▸ INSTRUCTIONS:
**A)** In the article on the travel-site patent lawsuit, in which court was Alloqate versus DealBase filed?
**B)** Reproduce the article on the travel-site patent lawsuit from "A half-dozen household" up to and including "online travel companies.".

··· PAGE EXTRACT

A half-dozen household name online travel sites have been sued by a little-known company for patent infringement.
Alloqate, a company in Pasadena, Calif., alleges that the deal-detection, matching and alert features of DealBase, Expedia, Hotwire, Kayak, Travelocity and Orbitz infringe on Patent No. US 6,615,184 B1, which was granted to Mitzi Hicks of Humble, Texas, on Sept. 2, 2003.
The patent is described as a "System and method for providing customers seeking a product or service at a specified discount in a specified geographic area with information as to suppliers offering the same."
Several companies outside the travel industry have been sued, as well, but the bulk of the defendants are online travel companies.
Alloqate versus DealBase, filed in May in U.S. District Court in Delaware and publicized this week in an Orbitz Worldwide financial disclosure, points to DealBase's Deal Detector, Expedia's Fare Alert, Hotwire's TripWatcher, Kayak's Price Alert, Travelocity's FareWatcher Plus and Orbitz's Deal Detector as allegedly infringing on the patent.

······
··· MATERIAL PROVIDED

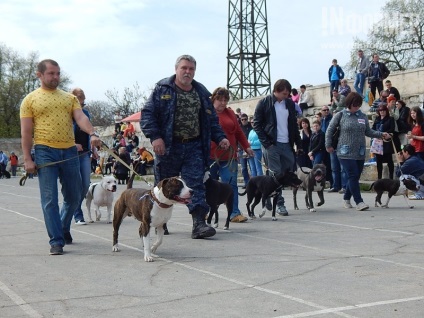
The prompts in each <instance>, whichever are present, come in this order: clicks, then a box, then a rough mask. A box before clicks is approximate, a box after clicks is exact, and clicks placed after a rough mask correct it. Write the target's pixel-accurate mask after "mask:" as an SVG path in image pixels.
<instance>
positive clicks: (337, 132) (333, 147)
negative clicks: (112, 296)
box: [331, 126, 340, 149]
mask: <svg viewBox="0 0 424 318" xmlns="http://www.w3.org/2000/svg"><path fill="white" fill-rule="evenodd" d="M339 137H340V126H337V127H336V131H335V132H334V133H333V136H331V147H333V149H337V145H338V143H339Z"/></svg>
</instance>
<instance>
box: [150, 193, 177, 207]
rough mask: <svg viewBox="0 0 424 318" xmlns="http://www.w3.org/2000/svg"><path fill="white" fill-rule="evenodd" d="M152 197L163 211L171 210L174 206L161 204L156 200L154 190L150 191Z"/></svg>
mask: <svg viewBox="0 0 424 318" xmlns="http://www.w3.org/2000/svg"><path fill="white" fill-rule="evenodd" d="M150 196H151V197H152V199H153V200H154V201H155V202H156V203H157V204H158V205H159V207H161V208H162V209H167V208H170V207H171V206H172V204H171V205H169V204H165V203H162V202H159V200H158V199H157V198H156V196H155V194H154V193H153V190H150Z"/></svg>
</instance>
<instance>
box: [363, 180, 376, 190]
mask: <svg viewBox="0 0 424 318" xmlns="http://www.w3.org/2000/svg"><path fill="white" fill-rule="evenodd" d="M374 183H375V182H373V183H371V186H370V188H369V189H368V190H365V191H371V190H372V189H373V188H374Z"/></svg>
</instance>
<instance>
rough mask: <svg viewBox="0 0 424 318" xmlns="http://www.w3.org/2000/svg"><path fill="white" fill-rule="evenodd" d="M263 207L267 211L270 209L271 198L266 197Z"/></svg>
mask: <svg viewBox="0 0 424 318" xmlns="http://www.w3.org/2000/svg"><path fill="white" fill-rule="evenodd" d="M265 207H266V209H267V210H268V211H272V203H271V199H266V201H265Z"/></svg>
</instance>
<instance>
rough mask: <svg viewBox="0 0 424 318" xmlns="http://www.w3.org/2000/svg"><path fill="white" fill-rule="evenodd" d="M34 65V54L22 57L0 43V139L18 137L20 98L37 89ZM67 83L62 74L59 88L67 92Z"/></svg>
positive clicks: (36, 61) (19, 131) (35, 68)
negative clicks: (0, 138) (60, 81)
mask: <svg viewBox="0 0 424 318" xmlns="http://www.w3.org/2000/svg"><path fill="white" fill-rule="evenodd" d="M38 63H39V60H38V53H36V52H31V53H30V54H28V56H27V57H22V56H20V55H19V54H18V53H17V52H16V51H14V50H13V49H11V48H8V47H7V46H5V45H4V44H0V137H7V138H12V137H14V138H17V137H20V118H19V108H20V105H21V102H22V100H23V99H24V97H25V96H26V95H27V94H28V93H30V92H32V91H33V90H34V89H36V88H38V87H40V83H39V80H38V79H37V77H36V71H37V64H38ZM69 83H70V79H69V77H68V76H67V75H66V74H64V73H63V72H62V75H61V84H60V86H59V87H60V88H62V89H65V90H67V86H68V84H69Z"/></svg>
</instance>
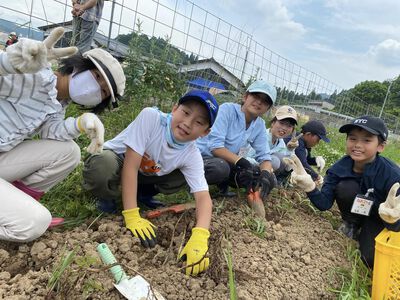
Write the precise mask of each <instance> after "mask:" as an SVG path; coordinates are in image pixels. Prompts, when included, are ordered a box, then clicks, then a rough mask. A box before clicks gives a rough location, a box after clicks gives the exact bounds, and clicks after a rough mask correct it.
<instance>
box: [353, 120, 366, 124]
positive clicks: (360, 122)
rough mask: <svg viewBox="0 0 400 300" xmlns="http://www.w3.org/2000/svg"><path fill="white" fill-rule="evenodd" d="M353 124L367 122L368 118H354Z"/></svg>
mask: <svg viewBox="0 0 400 300" xmlns="http://www.w3.org/2000/svg"><path fill="white" fill-rule="evenodd" d="M353 123H354V124H360V123H361V124H367V123H368V120H366V119H356V120H354V122H353Z"/></svg>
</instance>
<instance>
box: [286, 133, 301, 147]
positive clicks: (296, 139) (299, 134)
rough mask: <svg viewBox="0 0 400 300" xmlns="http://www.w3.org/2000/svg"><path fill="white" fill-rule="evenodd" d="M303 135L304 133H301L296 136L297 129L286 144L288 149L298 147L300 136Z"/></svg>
mask: <svg viewBox="0 0 400 300" xmlns="http://www.w3.org/2000/svg"><path fill="white" fill-rule="evenodd" d="M302 136H303V134H302V133H300V134H299V135H298V136H296V131H293V134H292V138H291V139H290V141H289V142H288V143H287V144H286V148H288V150H290V151H293V150H294V149H296V148H297V147H298V146H299V138H301V137H302Z"/></svg>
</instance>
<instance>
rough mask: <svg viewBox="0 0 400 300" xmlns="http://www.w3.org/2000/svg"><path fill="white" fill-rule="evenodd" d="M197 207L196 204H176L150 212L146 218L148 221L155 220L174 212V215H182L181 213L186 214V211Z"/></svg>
mask: <svg viewBox="0 0 400 300" xmlns="http://www.w3.org/2000/svg"><path fill="white" fill-rule="evenodd" d="M195 207H196V203H195V202H189V203H182V204H175V205H172V206H168V207H164V208H160V209H155V210H150V211H148V212H146V214H145V217H146V218H147V219H154V218H157V217H159V216H161V215H163V214H165V213H169V212H173V213H175V214H177V213H181V212H184V211H185V210H188V209H192V208H195Z"/></svg>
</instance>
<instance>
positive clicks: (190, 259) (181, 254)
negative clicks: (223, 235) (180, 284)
mask: <svg viewBox="0 0 400 300" xmlns="http://www.w3.org/2000/svg"><path fill="white" fill-rule="evenodd" d="M209 237H210V232H209V231H208V230H207V229H204V228H200V227H194V228H193V229H192V236H191V237H190V239H189V241H188V242H187V244H186V246H185V248H183V250H182V251H181V253H179V259H182V260H186V275H197V274H199V273H201V272H204V271H205V270H207V269H208V266H209V265H210V259H209V258H208V257H205V255H206V253H207V250H208V238H209Z"/></svg>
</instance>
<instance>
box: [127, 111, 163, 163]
mask: <svg viewBox="0 0 400 300" xmlns="http://www.w3.org/2000/svg"><path fill="white" fill-rule="evenodd" d="M159 123H160V113H159V112H158V111H157V110H156V109H154V108H150V107H148V108H145V109H143V110H142V111H141V112H140V113H139V115H138V116H137V117H136V119H135V120H134V121H133V122H132V123H131V124H130V125H129V127H128V128H127V132H126V134H125V140H124V144H125V145H126V146H128V147H129V148H131V149H132V150H134V151H135V152H137V153H138V154H140V155H142V156H143V154H144V152H145V151H146V146H147V144H148V142H149V140H150V137H151V135H152V133H153V132H154V128H156V126H157V125H158V124H159Z"/></svg>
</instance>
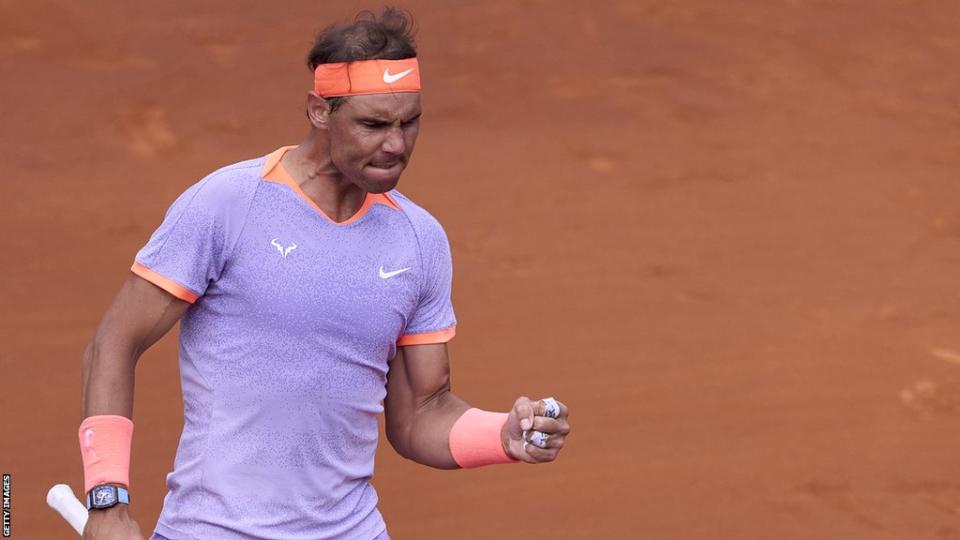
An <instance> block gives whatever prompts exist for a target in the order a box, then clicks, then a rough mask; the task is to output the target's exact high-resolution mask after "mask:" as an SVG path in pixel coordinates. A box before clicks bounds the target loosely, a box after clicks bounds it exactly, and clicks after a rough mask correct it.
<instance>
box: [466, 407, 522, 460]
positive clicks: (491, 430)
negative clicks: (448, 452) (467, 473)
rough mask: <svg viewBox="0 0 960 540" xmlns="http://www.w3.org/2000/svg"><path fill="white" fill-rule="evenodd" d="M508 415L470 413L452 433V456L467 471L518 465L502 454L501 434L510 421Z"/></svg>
mask: <svg viewBox="0 0 960 540" xmlns="http://www.w3.org/2000/svg"><path fill="white" fill-rule="evenodd" d="M507 416H509V415H508V414H507V413H495V412H489V411H481V410H480V409H475V408H474V409H469V410H467V412H465V413H463V415H462V416H461V417H460V418H459V419H457V421H456V423H454V424H453V428H452V429H450V454H451V455H452V456H453V460H454V461H456V462H457V465H460V466H461V467H463V468H464V469H471V468H473V467H482V466H483V465H495V464H497V463H516V462H517V460H515V459H513V458H511V457H510V456H508V455H507V453H506V452H504V451H503V443H502V442H501V441H500V431H501V430H502V429H503V424H504V423H506V421H507Z"/></svg>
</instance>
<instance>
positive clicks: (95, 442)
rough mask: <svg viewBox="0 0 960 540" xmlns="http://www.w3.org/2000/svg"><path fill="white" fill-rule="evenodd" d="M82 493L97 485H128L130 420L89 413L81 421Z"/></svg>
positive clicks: (121, 418) (132, 436) (128, 473)
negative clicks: (85, 418) (82, 467)
mask: <svg viewBox="0 0 960 540" xmlns="http://www.w3.org/2000/svg"><path fill="white" fill-rule="evenodd" d="M78 435H79V437H80V455H81V457H82V458H83V478H84V480H83V492H84V493H87V492H89V491H90V490H91V489H93V488H94V487H95V486H98V485H100V484H120V485H122V486H124V487H127V488H129V487H130V443H131V441H132V440H133V421H132V420H130V419H129V418H127V417H125V416H117V415H112V414H106V415H99V416H91V417H89V418H87V419H86V420H84V421H83V423H82V424H80V431H79V433H78Z"/></svg>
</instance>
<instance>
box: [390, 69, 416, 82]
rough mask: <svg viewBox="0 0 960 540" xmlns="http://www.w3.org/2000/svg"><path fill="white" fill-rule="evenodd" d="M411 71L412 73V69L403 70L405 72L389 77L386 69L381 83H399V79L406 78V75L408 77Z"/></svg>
mask: <svg viewBox="0 0 960 540" xmlns="http://www.w3.org/2000/svg"><path fill="white" fill-rule="evenodd" d="M411 71H413V68H410V69H405V70H403V71H401V72H400V73H397V74H396V75H391V74H390V68H387V69H385V70H383V82H385V83H387V84H393V83H395V82H397V81H399V80H400V79H402V78H404V77H406V76H407V75H409V74H410V72H411Z"/></svg>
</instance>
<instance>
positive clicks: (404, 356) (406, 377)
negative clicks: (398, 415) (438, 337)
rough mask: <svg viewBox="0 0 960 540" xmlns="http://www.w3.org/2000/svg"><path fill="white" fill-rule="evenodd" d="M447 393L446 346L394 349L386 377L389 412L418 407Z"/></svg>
mask: <svg viewBox="0 0 960 540" xmlns="http://www.w3.org/2000/svg"><path fill="white" fill-rule="evenodd" d="M449 389H450V360H449V357H448V356H447V344H446V343H430V344H427V345H409V346H406V347H397V356H396V357H395V358H394V359H393V360H392V361H391V362H390V371H389V373H388V374H387V402H388V408H389V406H390V405H391V402H393V403H392V404H397V405H400V404H403V405H404V406H405V407H411V406H412V407H419V406H422V405H423V404H425V403H426V402H429V401H430V400H431V398H433V397H435V396H437V395H438V394H439V393H441V392H444V391H446V390H449Z"/></svg>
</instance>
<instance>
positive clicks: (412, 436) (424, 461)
mask: <svg viewBox="0 0 960 540" xmlns="http://www.w3.org/2000/svg"><path fill="white" fill-rule="evenodd" d="M384 408H385V413H386V431H387V439H388V440H389V441H390V444H391V445H393V447H394V448H395V449H396V450H397V453H399V454H400V455H401V456H403V457H405V458H407V459H411V460H413V461H416V462H417V463H422V464H424V465H428V466H430V467H436V468H438V469H456V468H457V467H458V465H457V462H456V461H454V460H453V456H452V455H451V454H450V447H449V444H448V441H449V438H450V428H452V427H453V424H454V423H455V422H456V421H457V419H458V418H460V416H461V415H462V414H463V413H464V412H465V411H466V410H467V409H469V408H470V405H469V404H467V403H466V402H465V401H463V400H462V399H460V398H458V397H457V396H456V395H454V394H453V393H452V392H450V361H449V358H448V356H447V345H446V344H445V343H436V344H430V345H410V346H408V347H399V348H398V349H397V356H396V357H395V358H394V359H393V360H392V361H391V363H390V373H389V374H388V376H387V398H386V400H385V403H384Z"/></svg>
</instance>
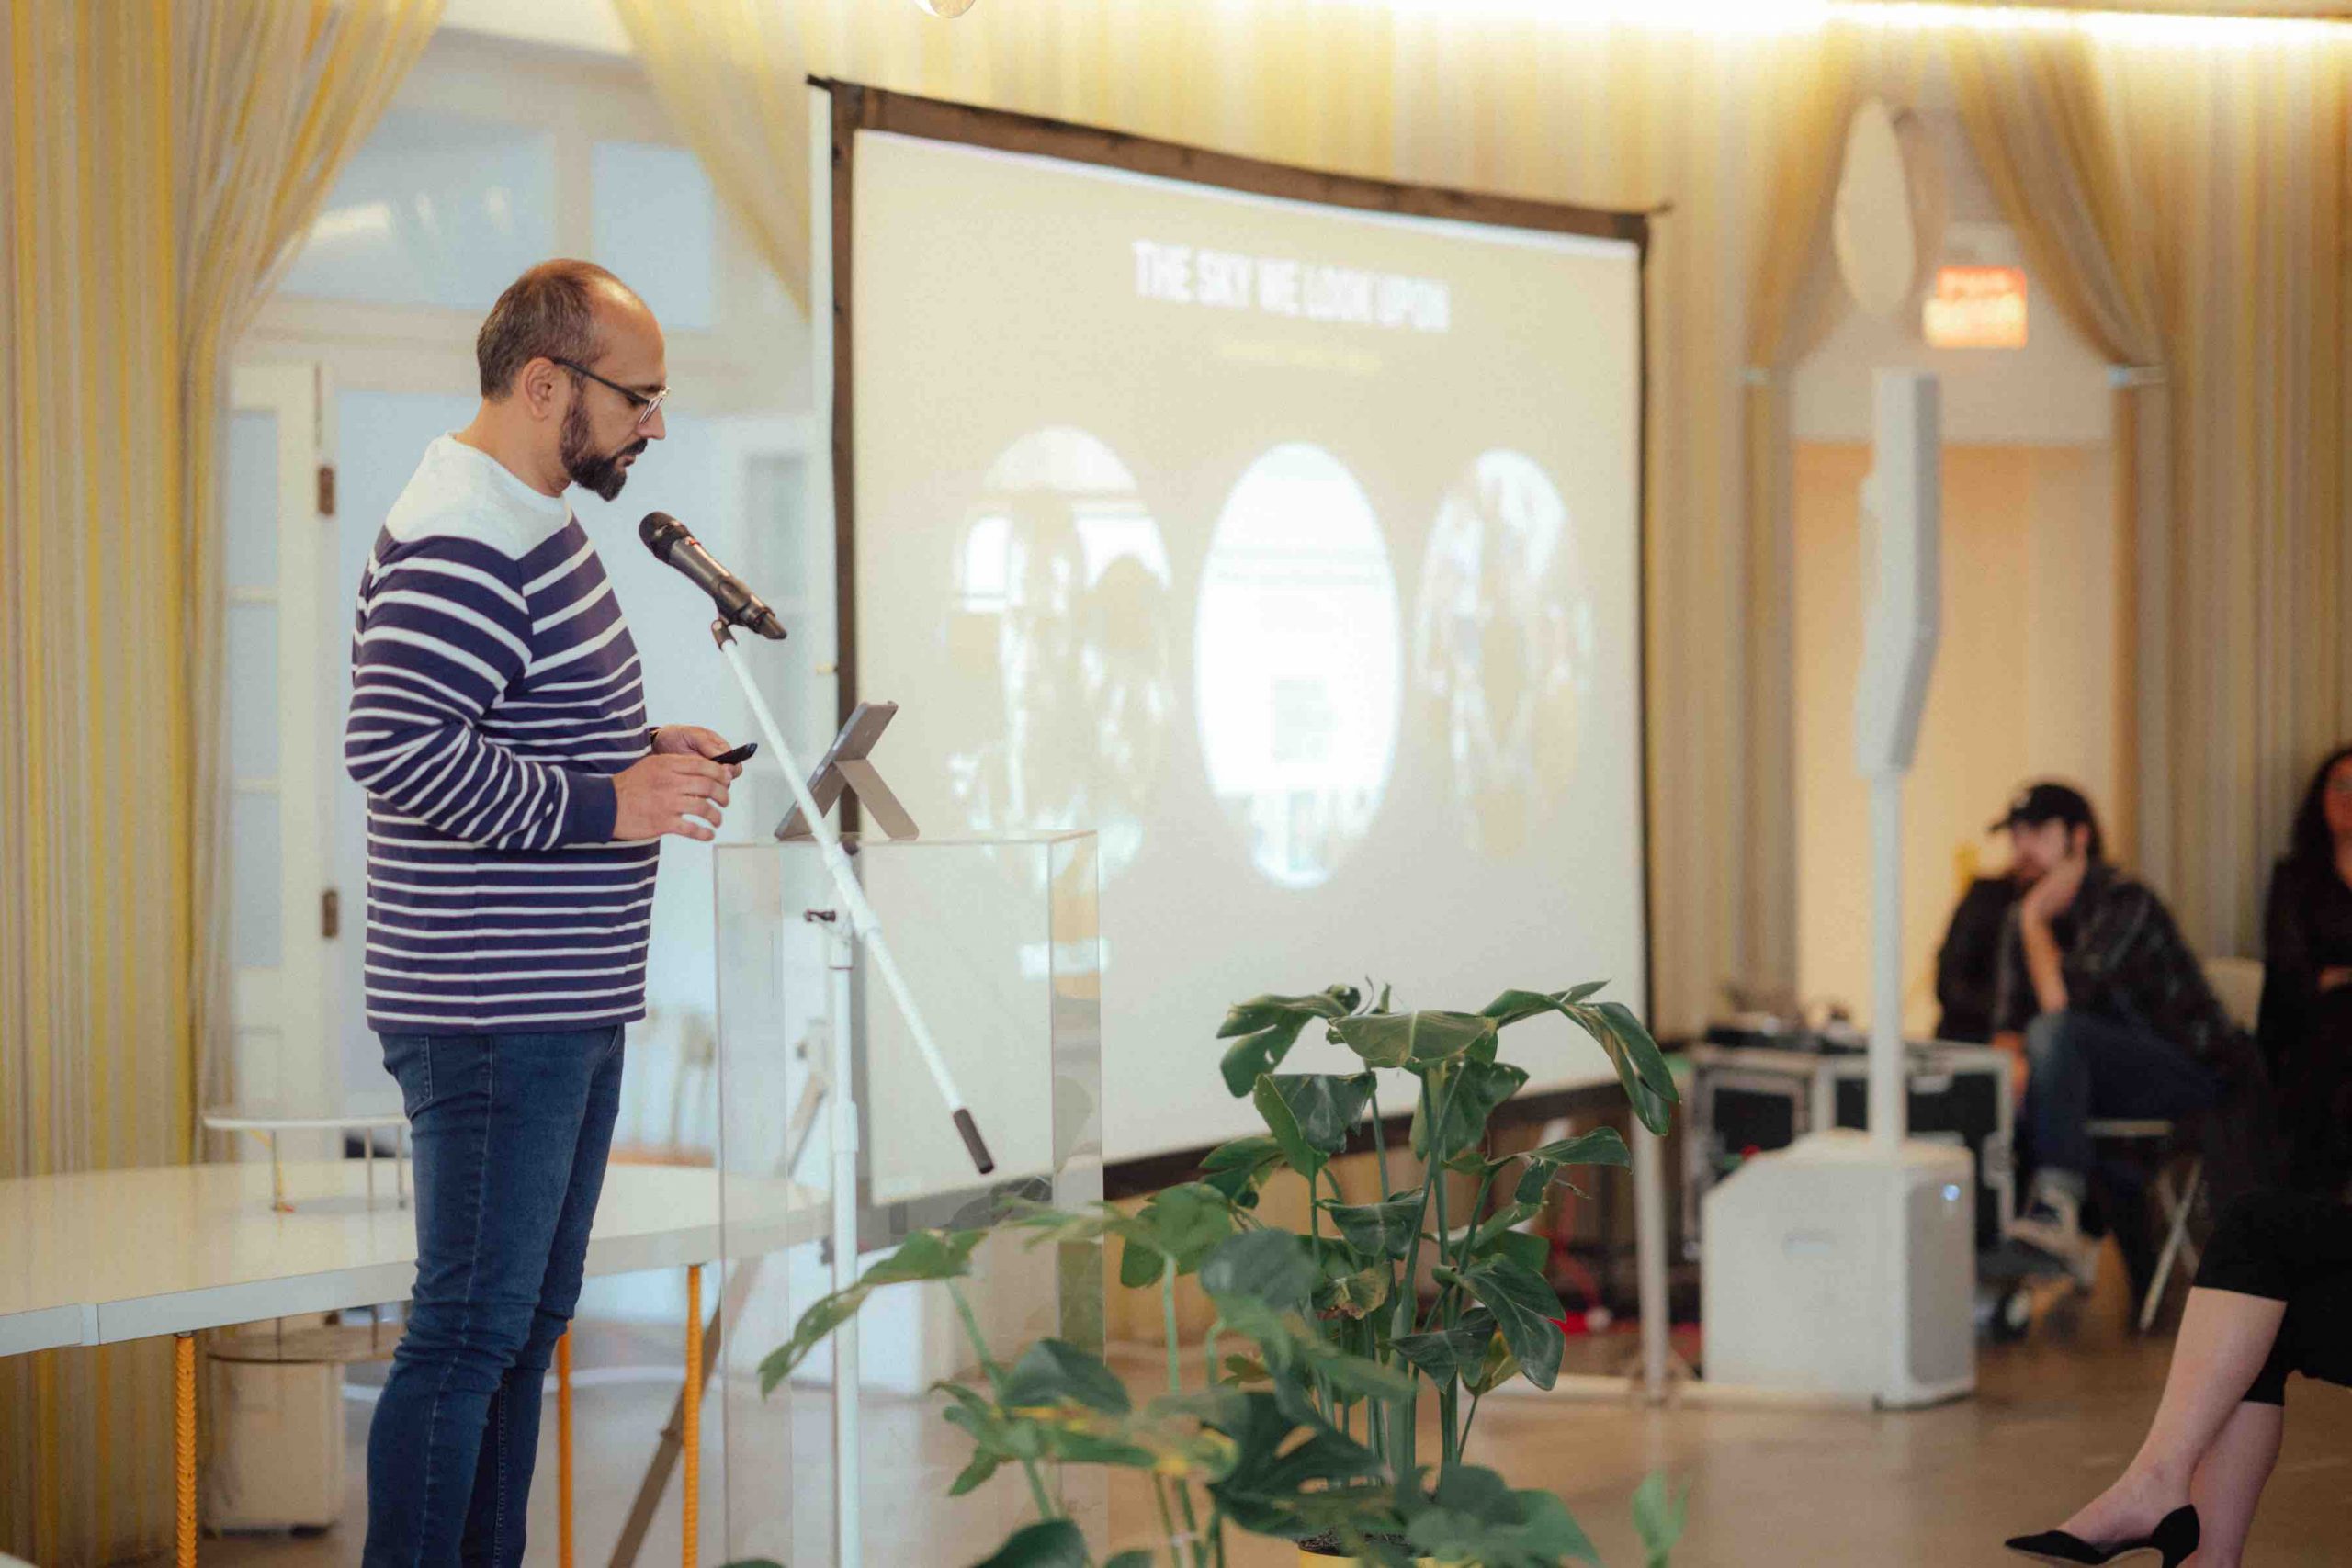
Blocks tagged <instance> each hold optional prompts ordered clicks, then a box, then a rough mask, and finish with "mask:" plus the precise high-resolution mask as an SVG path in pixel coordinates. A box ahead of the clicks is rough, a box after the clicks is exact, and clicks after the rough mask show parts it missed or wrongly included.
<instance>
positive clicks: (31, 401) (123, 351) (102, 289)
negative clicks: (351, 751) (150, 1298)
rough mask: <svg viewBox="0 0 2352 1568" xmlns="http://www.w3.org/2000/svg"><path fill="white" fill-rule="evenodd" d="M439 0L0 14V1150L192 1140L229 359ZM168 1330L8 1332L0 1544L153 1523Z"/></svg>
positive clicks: (68, 1547) (108, 1162)
mask: <svg viewBox="0 0 2352 1568" xmlns="http://www.w3.org/2000/svg"><path fill="white" fill-rule="evenodd" d="M437 16H440V0H341V2H339V5H329V2H327V0H14V5H9V9H7V21H5V26H0V82H5V87H7V108H5V110H0V115H5V127H7V129H5V136H7V143H5V146H7V153H5V158H0V299H5V310H7V348H5V353H0V362H5V364H0V409H5V414H0V418H5V421H7V423H5V425H0V430H5V440H0V729H5V731H7V736H9V741H7V745H0V889H5V898H0V1086H5V1093H0V1175H47V1173H64V1171H82V1168H106V1166H129V1164H162V1161H176V1159H188V1157H191V1147H193V1126H195V1110H198V1100H200V1093H202V1088H200V1084H202V1077H205V1074H202V1060H205V1048H207V1044H209V1041H212V1039H214V1032H212V1030H214V1027H216V1016H219V1004H221V987H219V983H216V976H219V973H221V943H219V931H221V917H219V882H221V877H219V853H216V842H219V811H216V806H214V799H216V795H219V788H216V778H219V757H216V738H219V736H216V731H219V724H216V715H219V679H221V661H219V623H221V616H219V607H221V595H219V534H221V496H219V487H221V461H219V421H216V416H219V397H221V388H223V355H226V353H228V346H230V343H233V341H235V334H238V331H240V329H242V324H245V322H247V320H249V313H252V310H254V308H256V303H259V299H261V294H263V292H266V284H268V273H270V268H273V266H275V263H278V259H280V254H282V252H285V249H287V244H289V242H292V240H294V237H296V235H299V233H301V230H303V228H306V226H308V221H310V216H313V212H315V209H318V202H320V197H322V195H325V190H327V183H329V181H332V179H334V172H336V169H339V167H341V162H343V158H346V155H348V150H350V148H353V146H355V143H358V141H360V139H362V136H365V134H367V129H369V127H372V125H374V120H376V115H379V110H381V106H383V99H386V96H388V92H390V87H393V82H397V80H400V75H402V73H405V71H407V66H409V63H412V61H414V56H416V52H419V49H421V47H423V42H426V38H430V31H433V26H435V21H437ZM167 1366H169V1356H167V1352H165V1347H162V1345H129V1347H120V1349H115V1352H106V1354H54V1356H14V1359H7V1361H0V1434H7V1436H5V1441H0V1549H9V1552H14V1554H19V1556H28V1559H33V1561H42V1563H89V1561H113V1559H120V1556H129V1554H136V1552H151V1549H160V1547H162V1544H165V1542H167V1540H169V1523H172V1519H169V1490H167V1488H165V1490H158V1483H160V1481H165V1479H167V1472H169V1399H167V1396H165V1389H167V1387H169V1382H167Z"/></svg>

······

▸ ANSWERS BY ITEM:
**A)** U.S. District Court in Delaware.

**B)**
A half-dozen household name online travel sites have been sued by a little-known company for patent infringement.
Alloqate, a company in Pasadena, Calif., alleges that the deal-detection, matching and alert features of DealBase, Expedia, Hotwire, Kayak, Travelocity and Orbitz infringe on Patent No. US 6,615,184 B1, which was granted to Mitzi Hicks of Humble, Texas, on Sept. 2, 2003.
The patent is described as a "System and method for providing customers seeking a product or service at a specified discount in a specified geographic area with information as to suppliers offering the same."
Several companies outside the travel industry have been sued, as well, but the bulk of the defendants are online travel companies.